··· Data for the task

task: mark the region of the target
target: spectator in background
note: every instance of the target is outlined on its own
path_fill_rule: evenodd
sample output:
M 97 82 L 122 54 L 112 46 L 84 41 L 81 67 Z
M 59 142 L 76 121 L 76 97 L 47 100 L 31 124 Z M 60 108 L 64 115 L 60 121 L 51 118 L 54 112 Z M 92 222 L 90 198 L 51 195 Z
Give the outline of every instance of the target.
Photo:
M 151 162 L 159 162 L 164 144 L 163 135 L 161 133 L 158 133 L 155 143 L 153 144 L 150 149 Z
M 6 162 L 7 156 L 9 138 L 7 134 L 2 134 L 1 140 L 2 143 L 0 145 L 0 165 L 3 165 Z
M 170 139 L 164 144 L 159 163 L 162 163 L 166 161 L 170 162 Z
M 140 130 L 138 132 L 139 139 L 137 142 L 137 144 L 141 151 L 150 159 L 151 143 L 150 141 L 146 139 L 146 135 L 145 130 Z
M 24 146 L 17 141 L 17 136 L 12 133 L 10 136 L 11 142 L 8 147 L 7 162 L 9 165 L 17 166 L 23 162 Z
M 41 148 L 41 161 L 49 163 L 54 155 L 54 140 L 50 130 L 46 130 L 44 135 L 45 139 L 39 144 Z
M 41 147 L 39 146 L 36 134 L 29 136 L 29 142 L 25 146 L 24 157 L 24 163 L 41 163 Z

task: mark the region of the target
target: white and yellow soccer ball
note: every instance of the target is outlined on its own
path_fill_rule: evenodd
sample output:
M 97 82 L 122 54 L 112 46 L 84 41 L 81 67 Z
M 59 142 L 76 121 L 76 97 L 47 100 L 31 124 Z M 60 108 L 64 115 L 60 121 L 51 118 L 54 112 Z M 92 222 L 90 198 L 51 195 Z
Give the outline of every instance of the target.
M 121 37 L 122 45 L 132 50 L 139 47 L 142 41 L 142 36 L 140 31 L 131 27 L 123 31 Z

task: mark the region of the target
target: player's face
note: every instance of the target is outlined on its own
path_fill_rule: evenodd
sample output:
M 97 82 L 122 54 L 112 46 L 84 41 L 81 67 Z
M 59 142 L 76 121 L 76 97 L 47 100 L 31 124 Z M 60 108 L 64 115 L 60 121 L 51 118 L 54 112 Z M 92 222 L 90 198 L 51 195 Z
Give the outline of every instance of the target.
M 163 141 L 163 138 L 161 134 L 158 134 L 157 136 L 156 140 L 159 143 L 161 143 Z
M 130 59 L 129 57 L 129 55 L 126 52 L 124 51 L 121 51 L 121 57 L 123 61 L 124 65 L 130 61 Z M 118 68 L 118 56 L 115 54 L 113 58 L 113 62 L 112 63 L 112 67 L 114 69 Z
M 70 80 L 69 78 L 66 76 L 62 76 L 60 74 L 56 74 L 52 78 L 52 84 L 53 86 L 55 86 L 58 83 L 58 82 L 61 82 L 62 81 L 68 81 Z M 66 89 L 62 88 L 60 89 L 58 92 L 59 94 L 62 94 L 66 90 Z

······

Goal of the exercise:
Rewrite the records above, swapping "sample output" for "example output" everywhere it occurs and keeping everything else the same.

Finished answer:
task: mark the region of the target
target: spectator in background
note: every instance of the target is outlined on its own
path_fill_rule: evenodd
example output:
M 97 82 L 122 54 L 112 46 L 84 41 L 81 67 Z
M 59 142 L 76 121 L 76 97 L 47 100 L 31 124 Z M 60 108 L 64 115 L 60 121 L 51 118 L 54 112 Z M 92 222 L 90 198 L 51 195 Z
Give the outline of every instance of the target.
Photo:
M 151 162 L 159 162 L 164 144 L 163 135 L 161 133 L 158 133 L 155 143 L 153 144 L 150 149 Z
M 6 162 L 7 156 L 9 138 L 7 134 L 2 134 L 1 140 L 2 143 L 0 145 L 0 165 L 3 165 Z
M 170 139 L 164 144 L 159 163 L 162 163 L 166 161 L 170 162 Z
M 140 130 L 138 132 L 139 139 L 137 142 L 137 144 L 141 151 L 150 159 L 151 143 L 150 141 L 146 139 L 146 135 L 145 130 Z
M 24 146 L 17 141 L 17 136 L 12 133 L 10 136 L 11 142 L 8 147 L 7 162 L 9 165 L 17 166 L 23 162 Z
M 41 148 L 41 161 L 49 163 L 54 155 L 54 140 L 50 130 L 46 130 L 44 135 L 45 139 L 39 144 Z
M 41 147 L 39 146 L 36 134 L 29 136 L 29 142 L 25 146 L 24 157 L 24 163 L 41 163 Z

task: mark the region of the target
target: white and yellow soccer ball
note: every instance of the target is outlined on its own
path_fill_rule: evenodd
example output:
M 97 82 L 122 54 L 112 46 L 84 41 L 81 67 Z
M 59 142 L 76 121 L 76 97 L 47 100 L 31 124 Z M 60 108 L 64 115 L 60 121 L 51 118 L 54 112 Z M 92 222 L 90 198 L 51 195 Z
Give the outline of every instance of the target.
M 121 37 L 122 45 L 132 50 L 139 47 L 142 41 L 142 36 L 140 31 L 131 27 L 123 31 Z

task: mark the region of the target
target: player's face
note: every instance of the target is outlined on its own
path_fill_rule: evenodd
example output:
M 97 82 L 122 54 L 112 46 L 84 41 L 81 67 Z
M 59 142 L 76 121 L 76 97 L 47 100 L 31 124 Z M 60 108 L 64 115 L 60 121 L 51 118 L 54 112 Z M 92 222 L 90 198 L 51 195 Z
Give the outline of every instance of the target.
M 163 141 L 163 138 L 161 134 L 158 134 L 157 136 L 156 140 L 159 143 L 161 143 Z
M 130 59 L 129 57 L 129 55 L 126 52 L 124 51 L 121 51 L 121 57 L 123 61 L 124 65 L 130 61 Z M 118 68 L 118 56 L 115 54 L 113 58 L 113 62 L 112 63 L 112 67 L 114 69 Z
M 70 80 L 69 78 L 66 76 L 62 76 L 60 74 L 56 74 L 52 78 L 52 84 L 53 86 L 55 86 L 58 83 L 58 82 L 61 82 L 62 81 L 68 81 Z M 66 89 L 62 88 L 60 89 L 58 92 L 59 94 L 62 94 L 66 90 Z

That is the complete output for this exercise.